--- Directive ---
Each record below should appear again exactly as written.

Data extracted from a collection:
— begin —
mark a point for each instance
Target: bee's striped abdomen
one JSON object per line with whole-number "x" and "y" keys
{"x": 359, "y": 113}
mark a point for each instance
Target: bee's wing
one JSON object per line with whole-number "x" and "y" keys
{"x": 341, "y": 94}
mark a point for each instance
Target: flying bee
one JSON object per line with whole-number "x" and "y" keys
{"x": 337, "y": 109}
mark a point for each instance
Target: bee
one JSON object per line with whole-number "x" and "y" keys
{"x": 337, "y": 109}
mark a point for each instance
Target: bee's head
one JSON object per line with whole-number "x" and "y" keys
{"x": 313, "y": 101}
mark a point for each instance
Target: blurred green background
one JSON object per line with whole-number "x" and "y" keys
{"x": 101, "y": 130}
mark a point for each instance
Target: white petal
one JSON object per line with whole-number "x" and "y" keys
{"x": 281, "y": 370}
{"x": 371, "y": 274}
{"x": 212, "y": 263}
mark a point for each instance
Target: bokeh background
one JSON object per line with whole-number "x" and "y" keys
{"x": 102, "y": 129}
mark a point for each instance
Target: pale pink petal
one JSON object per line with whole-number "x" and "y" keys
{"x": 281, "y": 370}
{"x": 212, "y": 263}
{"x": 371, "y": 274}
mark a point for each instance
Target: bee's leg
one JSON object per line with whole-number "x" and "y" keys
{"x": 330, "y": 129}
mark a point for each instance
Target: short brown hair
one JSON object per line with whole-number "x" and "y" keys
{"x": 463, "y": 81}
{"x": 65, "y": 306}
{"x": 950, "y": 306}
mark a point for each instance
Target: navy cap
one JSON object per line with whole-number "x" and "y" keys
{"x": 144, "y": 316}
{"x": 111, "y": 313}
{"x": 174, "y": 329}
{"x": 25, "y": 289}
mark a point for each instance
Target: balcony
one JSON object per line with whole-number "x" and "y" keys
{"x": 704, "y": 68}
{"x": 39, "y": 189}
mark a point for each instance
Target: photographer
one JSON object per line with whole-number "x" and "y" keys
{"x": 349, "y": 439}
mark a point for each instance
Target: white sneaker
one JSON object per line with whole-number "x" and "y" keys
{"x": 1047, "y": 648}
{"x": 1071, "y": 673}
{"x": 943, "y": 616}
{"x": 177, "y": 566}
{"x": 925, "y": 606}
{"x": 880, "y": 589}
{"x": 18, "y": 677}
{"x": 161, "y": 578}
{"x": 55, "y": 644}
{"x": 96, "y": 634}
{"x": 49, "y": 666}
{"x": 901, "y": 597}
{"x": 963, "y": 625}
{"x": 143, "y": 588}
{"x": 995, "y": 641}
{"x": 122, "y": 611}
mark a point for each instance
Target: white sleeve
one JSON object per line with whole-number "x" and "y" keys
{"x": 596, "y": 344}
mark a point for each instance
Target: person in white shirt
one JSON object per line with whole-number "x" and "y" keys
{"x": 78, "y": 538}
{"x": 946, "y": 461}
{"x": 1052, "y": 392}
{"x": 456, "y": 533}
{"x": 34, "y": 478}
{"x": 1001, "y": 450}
— end —
--- Final result ---
mark a point for each instance
Target: bee's striped abdomen
one JSON object per line with whole-number "x" and "y" keys
{"x": 359, "y": 113}
mark a point for each instance
Target: bee's wing
one JSON object per line with whole-number "x" and "y" keys
{"x": 341, "y": 94}
mark a point for each instance
Target: flying bee
one JSON object per line with whole-number "x" and "y" keys
{"x": 337, "y": 109}
mark a point for each instance
Target: bee
one JSON object per line with whole-number "x" and "y" keys
{"x": 337, "y": 109}
mark a point for each instance
Target: bee's head
one JSON object per line with whole-number "x" and "y" keys
{"x": 313, "y": 101}
mark a point for each instance
Target: blurred green background
one JSON object per line with whole-number "x" and "y" keys
{"x": 101, "y": 130}
mark a point for each instance
Target: white petal
one JSON object per line with whole-number "x" and "y" keys
{"x": 281, "y": 370}
{"x": 371, "y": 274}
{"x": 212, "y": 263}
mark a point for each instance
Target: bokeh background
one JSON object per line with whole-number "x" and "y" keys
{"x": 102, "y": 129}
mark a point for each instance
Target: pale pink petal
one JSON object per line with whole-number "x" and "y" keys
{"x": 281, "y": 370}
{"x": 212, "y": 263}
{"x": 371, "y": 274}
mark a point for each instance
Target: bee's leg
one JSON object per line with whole-number "x" and "y" keys
{"x": 330, "y": 129}
mark a point for each instance
Target: short brown hair
one JSON object per line with whole-number "x" and "y" keys
{"x": 463, "y": 81}
{"x": 65, "y": 306}
{"x": 950, "y": 306}
mark a point for each instance
Target: navy cap
one JSON object per line with whole-number "x" and "y" keys
{"x": 144, "y": 316}
{"x": 111, "y": 313}
{"x": 174, "y": 329}
{"x": 25, "y": 289}
mark a point for each instance
Target: balcony
one JSON object per line with whole-number "x" and "y" keys
{"x": 704, "y": 68}
{"x": 39, "y": 189}
mark a point for each instance
Target: photographer
one JSON object per line with whole-number "x" and "y" keys
{"x": 349, "y": 439}
mark a point for each instance
Target: white sneaker
one JSON object per line with whole-number "x" and "y" keys
{"x": 1047, "y": 648}
{"x": 1071, "y": 673}
{"x": 943, "y": 616}
{"x": 177, "y": 566}
{"x": 925, "y": 606}
{"x": 880, "y": 589}
{"x": 18, "y": 677}
{"x": 161, "y": 578}
{"x": 55, "y": 644}
{"x": 96, "y": 634}
{"x": 49, "y": 666}
{"x": 901, "y": 597}
{"x": 963, "y": 625}
{"x": 143, "y": 588}
{"x": 995, "y": 641}
{"x": 122, "y": 611}
mark a point for each instance
Target: white sleeve
one JSON object per line with whole-number "x" and "y" keys
{"x": 596, "y": 344}
mark a point for each instance
Target: person in white shirt
one JSON object per line with whole-number "x" and "y" keys
{"x": 78, "y": 538}
{"x": 946, "y": 461}
{"x": 1052, "y": 392}
{"x": 456, "y": 533}
{"x": 34, "y": 478}
{"x": 1001, "y": 450}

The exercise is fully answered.